▸ **What to produce**
Update the text on constraining LLM output between "Constraining an LLM" and "each required field.", inclusive, and replace "JSON" with "YAML" throughout that span.

▸ **Supplied text**
——
Constraining LLM Output
Last year I was reading The Em Dash Dilemma: How a Punctuation Mark Became AI’s Stubborn Signature, as recommended to me by Tom Scott's newsletter. The author told a story where they couldn't get an AI model to avoid using the em dash. Below is my comment responding to this post, which details exactly how to constrain the model.
If you must absolutely and consistently constrain an LLM to avoid or exclusively generate certain characters, structures, etc., you can enforce this on any model using a grammar file in GBNF format. Since LLMs are based on sampling from token probabilities, it can generate a list of candidate tokens, then use your provided grammar rules to filter out undesirable options. In this case, the em dash. What remains may be some highly improbable tokens, which can set some models off in strange directions (especially smaller models), but the point is that we can control these outputs, without even having to ask the model at all.
For instance, I request the following from Qwen3:
"Write a list using the em dash for bullets."
It outputs the following:
Here’s a list using the em dash (—) as bullets:
— Item one
— Item two
— Item three
— A longer item with additional details
— Another bullet point with a note—like this!
I then add the following grammar, which disallows the unicode \u2014 (em dash) from being used:
root ::= content*
content ::= allowedchar
allowedchar ::= [\u0000-\u2013\u2015-\uFFFF]
And make the exact same request:
"Write a list using the em dash for bullets."
It now outputs the following:
– Item one
– Item two
– Item three
– Item four
– Item five
Note here that, as a substitute, Qwen is now using the en dash (–). It's interesting how it will try for the nearest substitute to best accommodate my request. I filtered out the en dash, then it used the horizontal bar (―). I filtered out the horizontal bar, then it used two hyphens next to each other (--).
Constraining an LLM to a specific grammar is a really useful tool. The most common case is to require the LLM to generate valid JSON, for parsing its outputs by a traditional program. You can even specify the names, structure, and output format for the fields, to ensure that the LLM writes something valid (and hopefully meaningful) in each required field.
——
▸ **Record extracts**

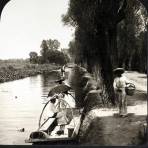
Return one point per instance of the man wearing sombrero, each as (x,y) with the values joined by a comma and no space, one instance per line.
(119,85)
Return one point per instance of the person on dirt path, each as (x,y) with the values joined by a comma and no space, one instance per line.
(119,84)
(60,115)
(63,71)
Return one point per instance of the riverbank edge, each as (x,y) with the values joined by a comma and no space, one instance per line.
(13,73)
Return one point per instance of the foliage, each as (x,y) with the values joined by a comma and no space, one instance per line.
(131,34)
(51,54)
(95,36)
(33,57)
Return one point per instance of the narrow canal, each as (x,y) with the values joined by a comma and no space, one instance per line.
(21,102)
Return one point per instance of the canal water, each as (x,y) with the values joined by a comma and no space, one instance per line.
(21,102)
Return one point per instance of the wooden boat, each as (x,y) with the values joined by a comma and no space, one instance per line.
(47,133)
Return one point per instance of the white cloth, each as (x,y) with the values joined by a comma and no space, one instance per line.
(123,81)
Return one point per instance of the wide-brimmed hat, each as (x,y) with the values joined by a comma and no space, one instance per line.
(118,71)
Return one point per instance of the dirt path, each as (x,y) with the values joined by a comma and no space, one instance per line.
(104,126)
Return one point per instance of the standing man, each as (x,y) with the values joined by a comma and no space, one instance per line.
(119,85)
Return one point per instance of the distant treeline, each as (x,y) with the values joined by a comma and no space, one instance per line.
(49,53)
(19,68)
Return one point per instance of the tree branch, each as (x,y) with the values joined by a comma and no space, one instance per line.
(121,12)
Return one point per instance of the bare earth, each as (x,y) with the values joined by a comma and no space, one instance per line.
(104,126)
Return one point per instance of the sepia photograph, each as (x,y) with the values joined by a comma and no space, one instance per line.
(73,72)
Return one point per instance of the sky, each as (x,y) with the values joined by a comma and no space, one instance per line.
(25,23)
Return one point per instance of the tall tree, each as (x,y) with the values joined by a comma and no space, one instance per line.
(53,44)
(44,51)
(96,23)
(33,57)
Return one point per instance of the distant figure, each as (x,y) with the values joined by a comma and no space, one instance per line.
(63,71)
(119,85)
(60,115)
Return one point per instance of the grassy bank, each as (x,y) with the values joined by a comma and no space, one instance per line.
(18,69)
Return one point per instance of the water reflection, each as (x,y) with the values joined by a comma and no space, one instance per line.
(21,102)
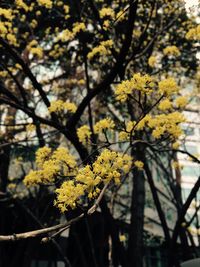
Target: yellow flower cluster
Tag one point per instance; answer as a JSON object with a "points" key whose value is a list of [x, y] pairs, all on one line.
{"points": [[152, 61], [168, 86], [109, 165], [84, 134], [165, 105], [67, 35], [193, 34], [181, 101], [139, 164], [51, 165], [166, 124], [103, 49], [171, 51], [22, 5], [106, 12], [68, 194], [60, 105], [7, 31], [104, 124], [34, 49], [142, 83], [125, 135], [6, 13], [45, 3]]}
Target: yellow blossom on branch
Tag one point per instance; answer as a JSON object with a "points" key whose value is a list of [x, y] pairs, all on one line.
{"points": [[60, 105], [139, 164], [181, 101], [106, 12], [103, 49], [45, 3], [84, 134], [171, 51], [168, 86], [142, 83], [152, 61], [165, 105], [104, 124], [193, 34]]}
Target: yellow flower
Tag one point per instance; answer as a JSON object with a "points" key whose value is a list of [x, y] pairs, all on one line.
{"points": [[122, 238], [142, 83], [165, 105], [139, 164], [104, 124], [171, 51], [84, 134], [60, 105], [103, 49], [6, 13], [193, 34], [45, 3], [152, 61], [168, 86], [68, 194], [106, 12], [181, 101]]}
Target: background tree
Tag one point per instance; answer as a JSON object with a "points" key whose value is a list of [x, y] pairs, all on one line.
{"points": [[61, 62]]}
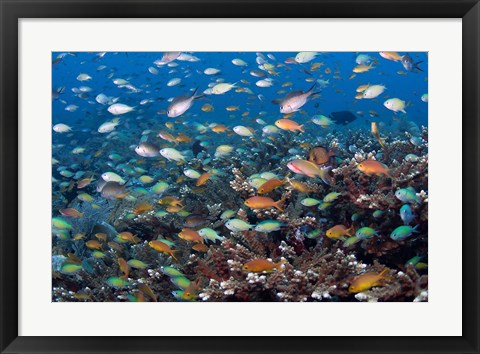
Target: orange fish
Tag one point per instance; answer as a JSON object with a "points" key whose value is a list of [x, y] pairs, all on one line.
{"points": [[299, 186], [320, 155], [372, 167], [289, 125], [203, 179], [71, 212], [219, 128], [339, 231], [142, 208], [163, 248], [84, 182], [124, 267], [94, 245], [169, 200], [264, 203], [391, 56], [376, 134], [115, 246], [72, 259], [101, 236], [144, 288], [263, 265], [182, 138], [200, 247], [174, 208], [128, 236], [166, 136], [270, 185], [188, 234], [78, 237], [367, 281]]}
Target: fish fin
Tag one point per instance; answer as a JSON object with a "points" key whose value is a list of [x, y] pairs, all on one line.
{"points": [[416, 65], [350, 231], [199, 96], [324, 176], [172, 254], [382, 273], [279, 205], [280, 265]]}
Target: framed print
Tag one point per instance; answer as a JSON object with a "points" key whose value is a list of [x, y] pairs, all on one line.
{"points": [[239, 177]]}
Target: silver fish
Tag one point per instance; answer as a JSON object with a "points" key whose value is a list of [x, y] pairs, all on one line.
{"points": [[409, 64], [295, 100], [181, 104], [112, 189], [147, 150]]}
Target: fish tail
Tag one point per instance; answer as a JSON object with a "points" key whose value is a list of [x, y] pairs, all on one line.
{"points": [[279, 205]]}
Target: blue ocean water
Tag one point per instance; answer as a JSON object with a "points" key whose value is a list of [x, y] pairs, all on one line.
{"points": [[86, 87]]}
——
▸ **Response below**
Constraining an LLM to a specific grammar is a really useful tool. The most common case is to require the LLM to generate valid YAML, for parsing its outputs by a traditional program. You can even specify the names, structure, and output format for the fields, to ensure that the LLM writes something valid (and hopefully meaningful) in each required field.